**Task description**
Repeat exactly the lines of the listing from the line containing "Objective — one point per instance of the building" through its last line, and nothing beyond them.

**Records for this exercise**
>>>

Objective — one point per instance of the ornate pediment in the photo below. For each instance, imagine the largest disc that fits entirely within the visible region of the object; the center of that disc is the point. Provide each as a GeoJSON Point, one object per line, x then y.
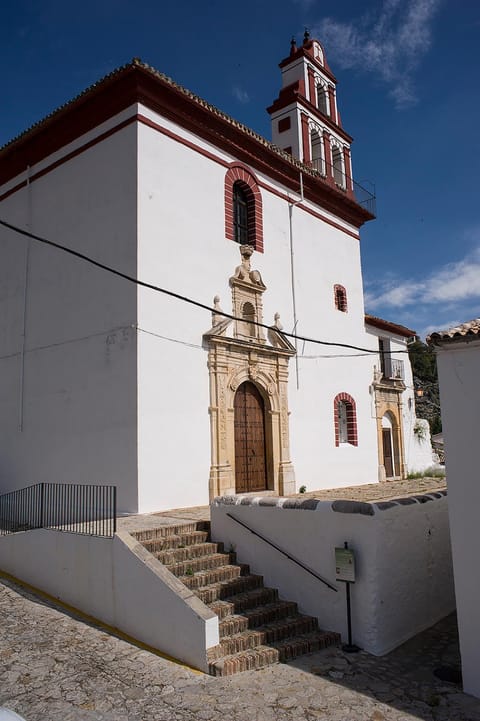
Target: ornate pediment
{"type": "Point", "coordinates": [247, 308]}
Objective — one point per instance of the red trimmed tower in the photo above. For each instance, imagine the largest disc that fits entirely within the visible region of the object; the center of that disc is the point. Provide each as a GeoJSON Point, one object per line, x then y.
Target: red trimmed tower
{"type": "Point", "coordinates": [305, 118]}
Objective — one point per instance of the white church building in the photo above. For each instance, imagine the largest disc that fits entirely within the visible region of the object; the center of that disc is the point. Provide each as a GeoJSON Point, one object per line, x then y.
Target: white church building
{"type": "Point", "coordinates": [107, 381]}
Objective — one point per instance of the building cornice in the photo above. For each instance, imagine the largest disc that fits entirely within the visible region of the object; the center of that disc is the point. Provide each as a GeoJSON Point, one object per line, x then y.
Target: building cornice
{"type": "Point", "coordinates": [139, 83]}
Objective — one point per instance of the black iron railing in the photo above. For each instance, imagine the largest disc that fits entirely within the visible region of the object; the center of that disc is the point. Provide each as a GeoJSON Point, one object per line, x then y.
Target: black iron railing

<<<

**Complete output**
Objective — one point per instance of the building cornice in the photo above. For each instance, imagine the largest disc that fits entirely within the visible region of the object; the center of that disc is the point. Provide each as a GeoJSON Point, one object per line, x then y.
Target: building cornice
{"type": "Point", "coordinates": [139, 83]}
Objective — one point per instance of the black iron railing in the photo above. For each instance, imagine the largest disc that fits entirely within the visible region of the object; the center of that disc is the point. Provide each as a GeoJSON Point, one object per line, x then y.
Target: black iron railing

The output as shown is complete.